[Xastir] Prefered map format?

Alan Crosswell alan at columbia.edu
Wed Nov 5 16:38:56 EST 2003


The pretty maps are all based on commercial products such as UIview's 
use of Precision Mapping maps.  You can find some nice DRG rasters which 
are scans of USGS paper maps.  Otherwise you can play around with 
shapefile maps, but they are not so pretty as say those made by 
Precision Mapping.  It's hard work to get automatically rendered maps to 
look nice.  Of course, Xastir is freeware and uses free map data so I 
feel a little better about the maps not being so pretty.  I believe 
there's some work going on with respect to caching of downloaded maps. 
I too want my Xastir station to work "unplugged."

If you use shapefile maps and "configure --with-dbfawk" you can do some 
customization of how the shapefile maps look, but they still look 
amateurish (that's a good thing, right? :-)  See README.MAPS.  Read it 
about 6 times and it will start to sink in;  There's a lot of dense 
information in there.

_DATA EXCERPT:_
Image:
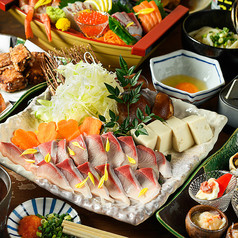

_WHAT IS BEING ASKED:_ Echo the passage of the Xastir map post from "[Xastir] Prefered map" up to and including "of downloaded maps.". The lines above are their own material and have nothing to do with the Xastir map post.

_RESPONSE FOR THIS EXERCISE:_
[Xastir] Prefered map format?

Alan Crosswell alan at columbia.edu
Wed Nov 5 16:38:56 EST 2003


The pretty maps are all based on commercial products such as UIview's 
use of Precision Mapping maps.  You can find some nice DRG rasters which 
are scans of USGS paper maps.  Otherwise you can play around with 
shapefile maps, but they are not so pretty as say those made by 
Precision Mapping.  It's hard work to get automatically rendered maps to 
look nice.  Of course, Xastir is freeware and uses free map data so I 
feel a little better about the maps not being so pretty.  I believe 
there's some work going on with respect to caching of downloaded maps.